▸ Set exercise
Rewrite all of the rows below as a numbered list, omitting blank lines. Leave the pictures out of your answer.

Rows from a collection

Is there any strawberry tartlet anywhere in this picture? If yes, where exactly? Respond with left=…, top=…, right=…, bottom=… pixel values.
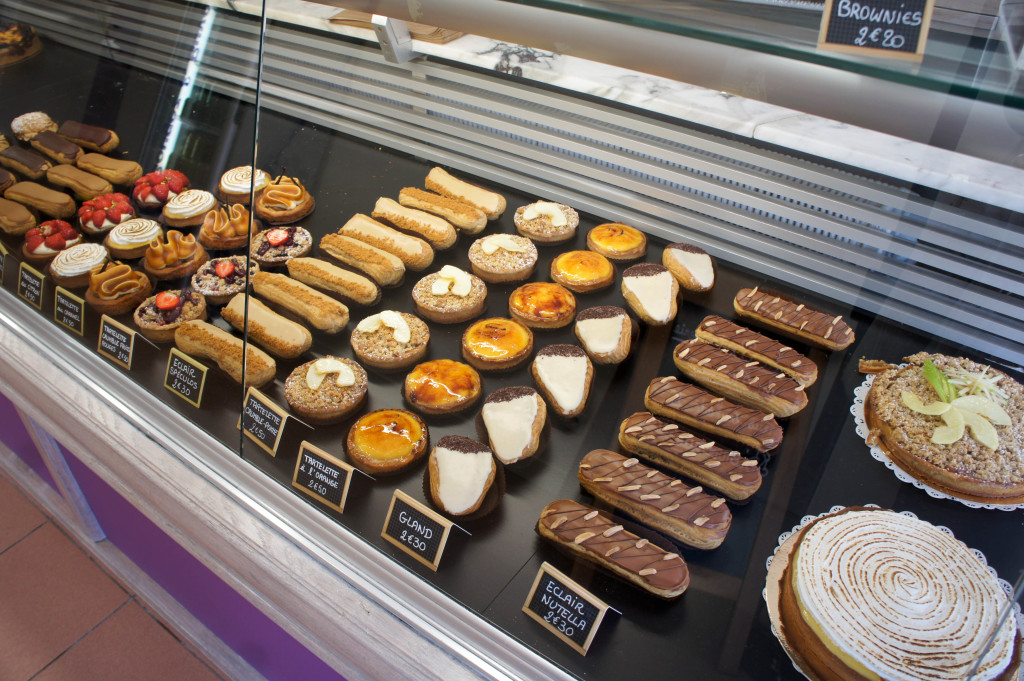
left=22, top=220, right=82, bottom=265
left=131, top=170, right=188, bottom=211
left=78, top=193, right=135, bottom=235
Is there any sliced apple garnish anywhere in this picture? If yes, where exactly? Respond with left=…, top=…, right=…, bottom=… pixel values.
left=899, top=390, right=950, bottom=416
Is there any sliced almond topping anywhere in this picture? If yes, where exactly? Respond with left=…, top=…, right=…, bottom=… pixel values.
left=572, top=533, right=597, bottom=544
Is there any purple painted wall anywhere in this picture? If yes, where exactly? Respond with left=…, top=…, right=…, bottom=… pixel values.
left=0, top=393, right=56, bottom=490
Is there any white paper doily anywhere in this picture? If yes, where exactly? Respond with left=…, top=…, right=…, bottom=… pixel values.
left=850, top=374, right=1024, bottom=511
left=761, top=504, right=1024, bottom=681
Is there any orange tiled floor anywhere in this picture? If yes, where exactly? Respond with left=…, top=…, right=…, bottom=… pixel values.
left=0, top=475, right=226, bottom=681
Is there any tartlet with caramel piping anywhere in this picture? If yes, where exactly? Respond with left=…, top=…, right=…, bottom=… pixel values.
left=142, top=229, right=209, bottom=282
left=509, top=282, right=575, bottom=329
left=403, top=359, right=481, bottom=415
left=345, top=409, right=430, bottom=474
left=462, top=316, right=534, bottom=371
left=551, top=251, right=615, bottom=293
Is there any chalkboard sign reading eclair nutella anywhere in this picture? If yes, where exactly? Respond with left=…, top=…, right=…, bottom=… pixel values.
left=292, top=441, right=353, bottom=513
left=17, top=262, right=45, bottom=309
left=164, top=347, right=210, bottom=407
left=96, top=314, right=135, bottom=371
left=381, top=490, right=452, bottom=570
left=239, top=388, right=288, bottom=457
left=53, top=286, right=85, bottom=336
left=818, top=0, right=935, bottom=61
left=522, top=562, right=608, bottom=655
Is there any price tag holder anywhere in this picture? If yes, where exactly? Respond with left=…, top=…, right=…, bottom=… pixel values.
left=292, top=440, right=355, bottom=513
left=96, top=314, right=135, bottom=371
left=818, top=0, right=935, bottom=61
left=381, top=490, right=453, bottom=571
left=238, top=388, right=288, bottom=457
left=522, top=562, right=608, bottom=655
left=164, top=347, right=210, bottom=407
left=17, top=262, right=46, bottom=310
left=53, top=286, right=85, bottom=336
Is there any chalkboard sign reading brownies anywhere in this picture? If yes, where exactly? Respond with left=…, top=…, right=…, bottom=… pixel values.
left=818, top=0, right=935, bottom=61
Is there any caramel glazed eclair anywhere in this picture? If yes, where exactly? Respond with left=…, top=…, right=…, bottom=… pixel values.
left=618, top=412, right=761, bottom=501
left=578, top=450, right=732, bottom=549
left=644, top=376, right=782, bottom=452
left=672, top=338, right=807, bottom=417
left=537, top=499, right=690, bottom=599
left=695, top=314, right=818, bottom=388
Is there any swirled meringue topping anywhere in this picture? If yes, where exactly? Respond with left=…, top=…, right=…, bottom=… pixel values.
left=164, top=189, right=217, bottom=218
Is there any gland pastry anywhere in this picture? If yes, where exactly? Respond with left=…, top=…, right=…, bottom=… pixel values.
left=103, top=217, right=164, bottom=260
left=85, top=261, right=153, bottom=314
left=142, top=229, right=209, bottom=281
left=49, top=244, right=108, bottom=289
left=285, top=356, right=368, bottom=425
left=480, top=385, right=548, bottom=465
left=413, top=265, right=487, bottom=324
left=551, top=251, right=615, bottom=293
left=254, top=175, right=316, bottom=224
left=469, top=229, right=538, bottom=284
left=622, top=262, right=679, bottom=327
left=199, top=204, right=262, bottom=251
left=509, top=282, right=575, bottom=329
left=349, top=309, right=430, bottom=369
left=428, top=435, right=498, bottom=516
left=345, top=409, right=430, bottom=474
left=462, top=316, right=534, bottom=371
left=587, top=222, right=647, bottom=261
left=513, top=201, right=580, bottom=244
left=403, top=359, right=481, bottom=415
left=573, top=305, right=637, bottom=365
left=217, top=166, right=270, bottom=206
left=530, top=343, right=594, bottom=418
left=163, top=189, right=217, bottom=227
left=133, top=289, right=207, bottom=343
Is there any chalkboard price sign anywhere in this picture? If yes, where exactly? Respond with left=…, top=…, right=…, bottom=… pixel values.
left=239, top=388, right=288, bottom=457
left=292, top=441, right=353, bottom=513
left=164, top=347, right=209, bottom=407
left=818, top=0, right=935, bottom=61
left=381, top=490, right=452, bottom=570
left=522, top=562, right=608, bottom=655
left=17, top=262, right=45, bottom=309
left=96, top=314, right=135, bottom=371
left=53, top=286, right=85, bottom=336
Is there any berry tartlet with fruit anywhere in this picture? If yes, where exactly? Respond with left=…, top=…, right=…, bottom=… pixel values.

▸ Full answer
1. Is there any strawberry tartlet anywhere in this picture? If yes, where exactly? Respond with left=…, top=…, right=…, bottom=… pixel values.
2. left=22, top=220, right=82, bottom=265
3. left=131, top=170, right=188, bottom=211
4. left=78, top=193, right=135, bottom=235
5. Is there any sliced apple garnish anywhere in this picture? If yes, where exactly? Respond with left=…, top=…, right=…, bottom=… pixel values.
6. left=899, top=390, right=950, bottom=416
7. Is there any sliced almond topping anywhere in this picture? If yes, where exactly? Respond with left=…, top=…, right=…, bottom=… pixel values.
8. left=572, top=533, right=597, bottom=544
9. Is there any purple painted wall anywhere in this picture? If yes, where exactly? Respond with left=…, top=…, right=…, bottom=… pixel values.
10. left=0, top=393, right=56, bottom=490
11. Is there any white paper doily anywhere in this picture? If yes, where exactly? Respond with left=…, top=…, right=…, bottom=… pixel values.
12. left=850, top=374, right=1024, bottom=511
13. left=761, top=504, right=1024, bottom=681
14. Is there any orange tiled floor anywhere in this picture? If yes, where exactly? Respond with left=…, top=…, right=…, bottom=… pixel values.
15. left=0, top=475, right=226, bottom=681
16. Is there any tartlet with caramel piping anywhere in this picture? If yes, where exactly? Respond with left=…, top=…, right=…, bottom=… pixel values.
17. left=142, top=229, right=209, bottom=282
18. left=509, top=282, right=575, bottom=329
19. left=403, top=359, right=481, bottom=415
20. left=345, top=409, right=430, bottom=474
21. left=462, top=316, right=534, bottom=371
22. left=551, top=251, right=615, bottom=293
23. Is there any chalkboard sign reading eclair nutella anywhere in this picture? If yes, where exactly? Respond with left=…, top=…, right=…, bottom=… pixel values.
24. left=292, top=441, right=353, bottom=513
25. left=17, top=262, right=45, bottom=309
26. left=164, top=347, right=210, bottom=407
27. left=96, top=314, right=135, bottom=371
28. left=381, top=490, right=452, bottom=570
29. left=239, top=388, right=288, bottom=457
30. left=53, top=286, right=85, bottom=336
31. left=818, top=0, right=935, bottom=61
32. left=522, top=562, right=608, bottom=655
33. Is there any price tag holder anywhere in this picture? If yes, where exactly? Respond with left=…, top=…, right=…, bottom=… pixel values.
34. left=292, top=440, right=355, bottom=513
35. left=96, top=314, right=135, bottom=371
36. left=818, top=0, right=935, bottom=61
37. left=381, top=490, right=453, bottom=571
38. left=238, top=388, right=288, bottom=457
39. left=522, top=562, right=608, bottom=655
40. left=164, top=347, right=210, bottom=407
41. left=17, top=262, right=46, bottom=310
42. left=53, top=286, right=85, bottom=336
43. Is there any chalkboard sign reading brownies anywhere in this picture? If yes, where exactly? Respond with left=…, top=…, right=…, bottom=… pixel values.
44. left=818, top=0, right=935, bottom=61
45. Is there any caramel glazed eclair anywhere in this picture? If yes, where exactly? Respond with left=…, top=…, right=…, bottom=… pixel values.
46. left=618, top=412, right=761, bottom=501
47. left=578, top=450, right=732, bottom=549
48. left=644, top=376, right=782, bottom=452
49. left=672, top=338, right=807, bottom=417
50. left=537, top=499, right=690, bottom=599
51. left=695, top=314, right=818, bottom=388
52. Is there any swirled meringue topping anywhere in this picture? If yes, where exactly? Respond with left=…, top=…, right=…, bottom=… pixel values.
53. left=164, top=189, right=217, bottom=218
54. Is there any gland pastry anywhere in this picture? If yes, where exactly? Respond with left=…, top=…, right=…, bottom=… pixel values.
55. left=103, top=217, right=164, bottom=260
56. left=85, top=261, right=153, bottom=314
57. left=142, top=229, right=209, bottom=281
58. left=49, top=244, right=108, bottom=289
59. left=285, top=356, right=368, bottom=425
60. left=480, top=385, right=548, bottom=465
61. left=413, top=265, right=487, bottom=324
62. left=551, top=251, right=615, bottom=293
63. left=254, top=175, right=316, bottom=224
64. left=469, top=229, right=538, bottom=284
65. left=622, top=262, right=679, bottom=327
66. left=199, top=204, right=262, bottom=251
67. left=509, top=282, right=575, bottom=329
68. left=349, top=309, right=430, bottom=369
69. left=428, top=435, right=498, bottom=516
70. left=345, top=409, right=430, bottom=474
71. left=462, top=316, right=534, bottom=371
72. left=587, top=222, right=647, bottom=261
73. left=513, top=201, right=580, bottom=244
74. left=403, top=359, right=481, bottom=415
75. left=573, top=305, right=637, bottom=365
76. left=217, top=166, right=270, bottom=206
77. left=530, top=343, right=594, bottom=418
78. left=163, top=189, right=217, bottom=227
79. left=133, top=289, right=207, bottom=343
80. Is there any chalkboard price sign anywhere in this picture? If yes, where exactly? Respond with left=…, top=…, right=…, bottom=… pixel values.
81. left=239, top=388, right=288, bottom=457
82. left=292, top=441, right=353, bottom=513
83. left=164, top=347, right=209, bottom=407
84. left=818, top=0, right=935, bottom=61
85. left=381, top=490, right=452, bottom=570
86. left=522, top=562, right=608, bottom=655
87. left=17, top=262, right=45, bottom=309
88. left=96, top=314, right=135, bottom=371
89. left=53, top=286, right=85, bottom=336
90. Is there any berry tartlet with fruit anywhere in this picture? If yes, where exactly? Respond with left=…, top=…, right=…, bottom=… pixel values.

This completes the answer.